Page extract -
The Children's Aid Society has removed seven children under 11 years
of age from houses where police were looking for marijuana grow operations.

The child protection agency has been seizing one or two children a
month from home marijuana labortatories, where they are exposed to a
variety of health and safety risks, and taking them into custody as
children in need of protection.

To regain custody, the parents would have to go to court and convince
a judge they can take care of them.

The latest child seizures occurred as a result of a series of raids
Thursday evening. Drug officers also harvested 965 plants worth almost
$1 million from four homes, found dismantled grow operations in two
other houses, recovered $27,000 in suspected drug money and charged a
man and two women with the cultivation of marijuana, trafficking and
possession of the proceeds of crime.

Sergeant Carol Pacey said police found the first four children in a
house on Barnesdale Avenue North where they also discovered a
dismantled grow operation and marijuana buds. Because there were no
adults in the house, police called in the CAS (Children's Aid Society)
who seized the children for their own protection.

The CAS followed police to another residence on Sherman Avenue where a
26-year-old mother was arrested and charged in connection with 217
marijuana plants found in her home. There were three children living
in the house who were taken into CAS custody.

Exercises -
1. In the article about children seized from marijuana grow houses, how many marijuana plants were found in the Sherman Avenue home?
2. Extend the article about children seized from marijuana grow houses, picking up after its final sentence.

Given information -
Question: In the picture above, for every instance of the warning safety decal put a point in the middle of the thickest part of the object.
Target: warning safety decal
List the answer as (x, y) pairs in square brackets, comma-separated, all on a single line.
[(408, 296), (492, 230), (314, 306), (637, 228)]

Exercise results -
1. 217 plants.

2.
Police found another 335 plants in a house on Burlington Street North,
where they charged the homeowners, and 300 plants at a Mud Street duplex.

A 38-year-old mother living on Burlington Street told the CAS and
police she was concerned about the welfare of her two children, who
were left with a babysitter at a known marijuana grow house on St.
Matthews Avenue. She said the children were six months and 14 years
old.

Police said they found a dimantled marijuana grow operation on St.
Matthews Avenue but no children. They were then directed to an address
on Upper Wentworth Street where they found 113 plants. Again, the
children weren't there.

Detective Paul Henderson, of the vice drug squad, said the children
hadn't been located as of yesterday afternoon.

Henderson said all the grow houses were rental units not owned by the
growers. Unlike most home drug laboratories, the growers hadn't
bypassed hydro meter and were paying the full electric bills for their
1,000-watt grow lights.

Asked about the living conditions for the children, he replied: "They
weren't fantastic (at the Sherman Avenue home), not overly bad, except
for the fact there was marijuana growing in the house." He added the
Barnesdale Avenue house was "squalid".

Henderson said children living in a marijuana grow house are exposed
to health and safety risks. Because of the large amount of power drawn
by the grow lights, there is a danger of circuits overloading and
causing fire. When the hydro meter has been bypassed, there is also a
danger of electrocution.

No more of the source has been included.